== Data for this task ==
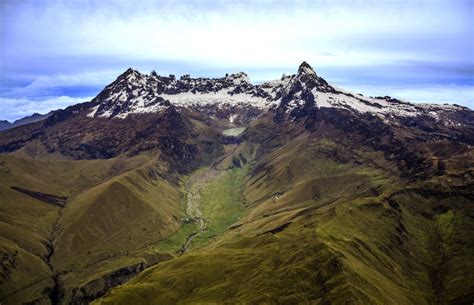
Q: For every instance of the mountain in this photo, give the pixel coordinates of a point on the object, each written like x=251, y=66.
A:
...
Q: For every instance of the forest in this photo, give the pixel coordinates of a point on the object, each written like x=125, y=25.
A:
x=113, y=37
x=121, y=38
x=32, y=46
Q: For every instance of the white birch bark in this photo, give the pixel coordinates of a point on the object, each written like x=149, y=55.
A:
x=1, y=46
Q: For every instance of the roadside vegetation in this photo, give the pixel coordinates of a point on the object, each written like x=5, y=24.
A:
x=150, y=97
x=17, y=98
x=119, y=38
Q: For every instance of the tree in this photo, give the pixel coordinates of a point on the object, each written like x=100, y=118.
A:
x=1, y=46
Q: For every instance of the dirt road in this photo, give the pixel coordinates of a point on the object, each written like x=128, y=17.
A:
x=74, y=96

== What the exercise asks ==
Look through the entries above, and wherever a line holds the word "like", copy it.

== Task result ==
Q: For every instance of the mountain in this photo, give the pixel coordinates of a point on the object, each written like x=251, y=66.
Q: For every instance of the forest in this photo, give the pixel coordinates of a point on the object, each written like x=125, y=25.
Q: For every instance of the white birch bark in this photo, give the pixel coordinates of a point on the object, each written like x=149, y=55.
Q: For every instance of the roadside vegetation in this photo, give the pixel coordinates of a point on the object, each written like x=5, y=24.
Q: For every instance of the tree in this photo, give the pixel coordinates of a point on the object, each written like x=100, y=118.
Q: For every instance of the dirt road in this photo, give the pixel coordinates of a point on the object, each written like x=128, y=17.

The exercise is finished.